Cette méta analyse consolide les données disponibles sur les bienfaits de « l’histoire du soir ». Elle montre surtout que les techniques de lecture dialogique ont un effet positif sur le développement langagier et sont accessibles à tous les parents.

Une équipe de chercheurs anglais et sud africains (Université d’Oxford, de Cardiff et de Cape Town) vient de publier dans la revue Child Development une revue de littérature* concernant les interventions précoces axées sur la « lecture partagée ». Ces programmes sont développés depuis 40 ans avec pour objectif l’amélioration des compétences cognitives et langagières des jeunes enfants. Ils reposent sur un principe élaboré par Vygotsky : l’enfant réalise des progrès parce que le parent est capable de s’adapter à son développement et de le pousser juste assez (mais pas trop). Les techniques de lecture « dialogique » formalisées par Whitehurst et al. reposent sur la qualité des interactions entre l’adulte et l’enfant pendant le temps de lecture. Il ne s’agit pas de simplement lire une histoire à un enfant mais de rebondir sur les centres d’intérêt de l’enfant et d’en profiter pour accentuer le pointage et la labellisation (mettre des mots sur les objets et situations), pour poser des questions ouvertes qui vont au-delà de l’histoire lue, féliciter et encourager l’enfant. Les auteurs du présent article rappellent que d’après plusieurs études, les mères ont davantage tendance à labelliser, à nommer les objets et concepts lors de ce moment de lecture partagé que lors de n’importe quel autre moment (jeux ou repas par exemple).

Consigne écrite 1
Pour chaque affirmation, dites si elle concorde avec le texte sur la lecture partagée, en répondant par oui ou non et en citant les mots du texte qui tranchent. (a) Les programmes de lecture partagée sont développés depuis 40 ans. (b) La lecture dialogique consiste simplement à lire une histoire à l'enfant. (c) Les mères labellisent davantage pendant les repas que pendant la lecture partagée.
Consigne écrite 2
D'après le texte sur la lecture partagée, dans quelle revue l'équipe de chercheurs a-t-elle publié sa revue de littérature ?
Consigne écrite 3
Rédigez la suite du texte sur la lecture partagée, à partir de sa dernière phrase.
Les lignes ne sont pas nécessaires ici.

Extrait source
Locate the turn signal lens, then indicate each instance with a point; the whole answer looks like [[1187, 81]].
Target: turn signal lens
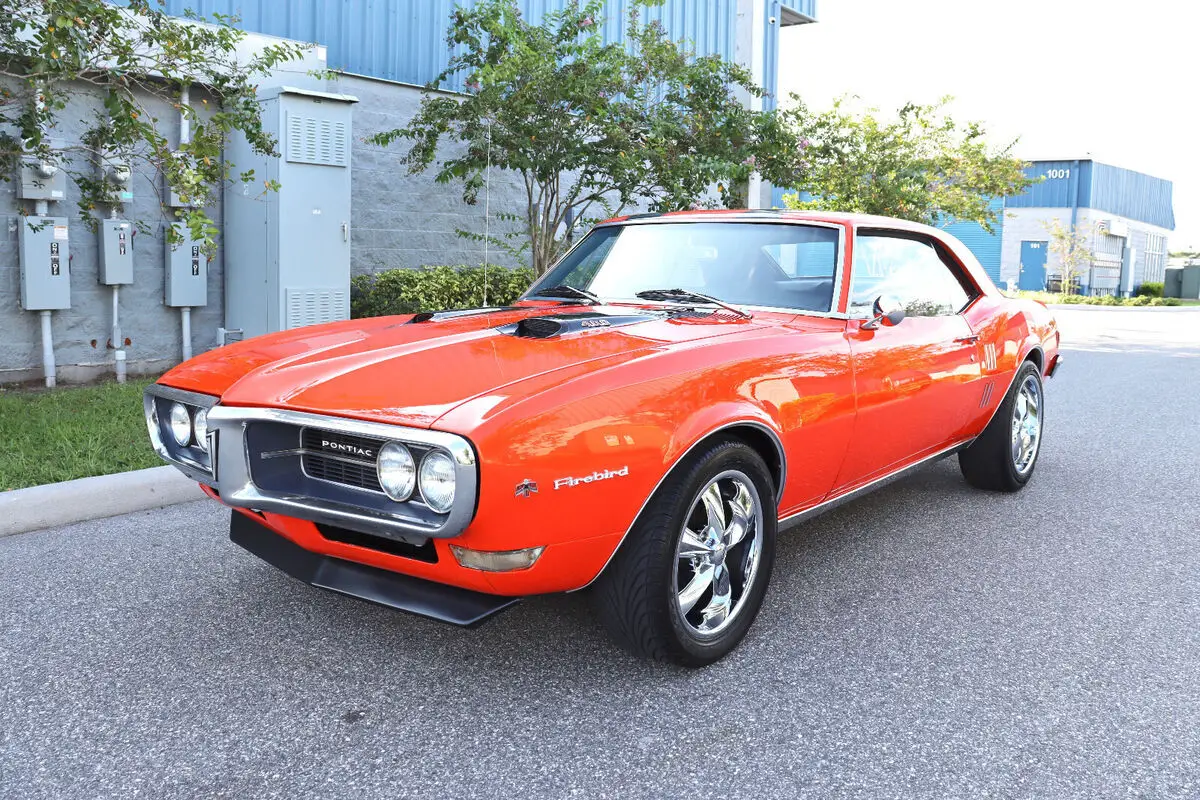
[[437, 481], [201, 427], [492, 561], [397, 471], [180, 425]]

Réponse 1
(a) Oui : « Ces programmes sont développés depuis 40 ans ».
(b) Non : « Il ne s’agit pas de simplement lire une histoire à un enfant ».
(c) Non : « les mères ont davantage tendance à labelliser, à nommer les objets et concepts lors de ce moment de lecture partagé que lors de n’importe quel autre moment (jeux ou repas par exemple) ».

Réponse 2
Dans la revue Child Development.

Réponse 3
La lecture dialogique peu prisée par les experts français

Ce sont ces techniques de lecture dialogique qui ont notamment inspiré le dispositif Parler Bambin et ses ateliers « Petits parleurs ». Techniques qui suscitent chez nombres de spécialistes et d’acteurs de terrain français de fortes réserves. En 2015 nous avions publié le compte-rendu d’un colloque organisé par le collectif Construire ensemble la politique de l’enfance (CEP-Enfance). Nous avions alors assisté à un atelier regroupant pédopsychiatres, psychanalystes, puéricultrices, enseignants, élus. Pierre Suesser, médecin de PMI, avait lu un extrait du rapport de Terra Nova de 2014 qui décrivait dans le détail les principes de la lecture dialogique. La réaction avait été unanime : une indignation immédiate, exprimée notamment par Marie Bonnafé, Présidente de l’association Accès et Nicole Dreyer, adjointe en charge de la famille et de la petite enfance à Strasbourg. « Vive l’ennui ! Il faut de la créativité ! » s’était écriée l’une des participantes.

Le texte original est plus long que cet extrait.